** BEGIN MATERIALS PROVIDED **

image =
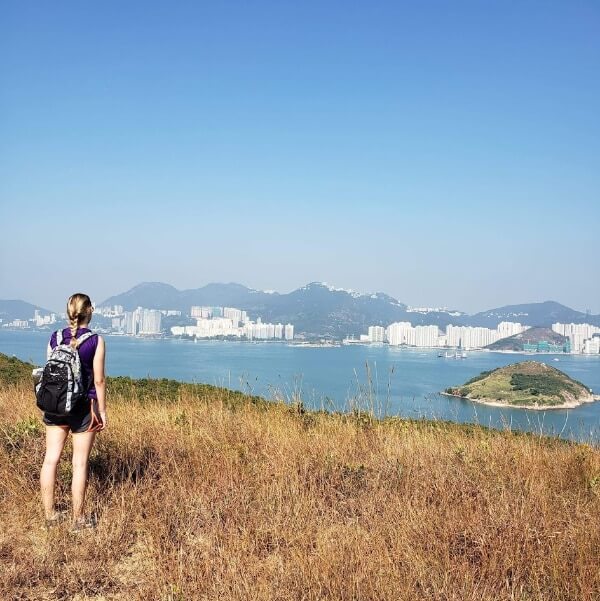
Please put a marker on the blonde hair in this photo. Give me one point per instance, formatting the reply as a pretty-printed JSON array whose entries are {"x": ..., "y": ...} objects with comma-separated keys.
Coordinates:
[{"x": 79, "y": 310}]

** END MATERIALS PROVIDED **
** BEGIN MATERIALS PROVIDED **

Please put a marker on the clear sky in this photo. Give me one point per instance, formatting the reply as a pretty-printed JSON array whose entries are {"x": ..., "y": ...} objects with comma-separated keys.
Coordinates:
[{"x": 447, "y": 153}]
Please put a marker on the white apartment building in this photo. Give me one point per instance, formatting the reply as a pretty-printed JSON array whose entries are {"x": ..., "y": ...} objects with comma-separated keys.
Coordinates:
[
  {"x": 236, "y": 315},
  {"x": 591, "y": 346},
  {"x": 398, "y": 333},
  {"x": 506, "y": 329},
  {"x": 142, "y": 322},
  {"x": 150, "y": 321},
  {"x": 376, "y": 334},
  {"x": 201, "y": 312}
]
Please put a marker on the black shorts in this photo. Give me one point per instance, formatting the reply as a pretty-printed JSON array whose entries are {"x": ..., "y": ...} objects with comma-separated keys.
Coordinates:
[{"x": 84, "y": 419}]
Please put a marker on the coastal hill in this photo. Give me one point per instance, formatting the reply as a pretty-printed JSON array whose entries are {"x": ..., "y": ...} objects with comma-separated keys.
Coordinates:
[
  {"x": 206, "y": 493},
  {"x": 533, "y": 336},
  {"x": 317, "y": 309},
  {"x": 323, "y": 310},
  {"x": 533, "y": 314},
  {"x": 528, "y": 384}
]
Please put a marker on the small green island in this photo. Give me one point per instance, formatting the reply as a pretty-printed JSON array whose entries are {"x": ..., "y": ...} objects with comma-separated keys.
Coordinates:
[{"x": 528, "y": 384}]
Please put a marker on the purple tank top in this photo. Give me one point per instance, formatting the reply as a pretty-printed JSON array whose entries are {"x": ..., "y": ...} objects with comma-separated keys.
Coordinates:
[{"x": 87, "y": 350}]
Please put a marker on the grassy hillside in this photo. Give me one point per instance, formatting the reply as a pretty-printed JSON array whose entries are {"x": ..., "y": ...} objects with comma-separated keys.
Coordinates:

** END MATERIALS PROVIDED **
** BEGIN MATERIALS PROVIDED **

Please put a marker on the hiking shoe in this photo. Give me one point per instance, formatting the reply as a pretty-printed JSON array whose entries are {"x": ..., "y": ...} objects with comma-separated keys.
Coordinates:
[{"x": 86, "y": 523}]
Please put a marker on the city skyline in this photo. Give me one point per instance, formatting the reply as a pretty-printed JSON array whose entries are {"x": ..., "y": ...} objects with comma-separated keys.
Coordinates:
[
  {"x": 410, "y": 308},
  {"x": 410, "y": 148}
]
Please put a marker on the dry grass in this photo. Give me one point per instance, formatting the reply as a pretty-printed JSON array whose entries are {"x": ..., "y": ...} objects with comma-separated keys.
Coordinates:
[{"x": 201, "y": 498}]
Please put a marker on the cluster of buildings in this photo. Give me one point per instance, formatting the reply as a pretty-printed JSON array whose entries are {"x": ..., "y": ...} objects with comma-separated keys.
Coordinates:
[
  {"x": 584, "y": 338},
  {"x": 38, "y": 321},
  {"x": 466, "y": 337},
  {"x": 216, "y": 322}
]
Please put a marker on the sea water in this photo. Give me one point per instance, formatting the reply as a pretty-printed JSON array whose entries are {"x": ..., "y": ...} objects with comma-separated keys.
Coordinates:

** END MATERIALS PROVIDED **

TASK GOAL -
Show each line in the data above that contains the string "hillside". Copy every such line in full.

REPLY TO THE TASK -
Please put a marker on the grassy hillside in this photo. Give me one point per instance, formatting the reply as a pretty-printed JSON array whose entries are {"x": ..., "y": ...} objects with comma-separated keys.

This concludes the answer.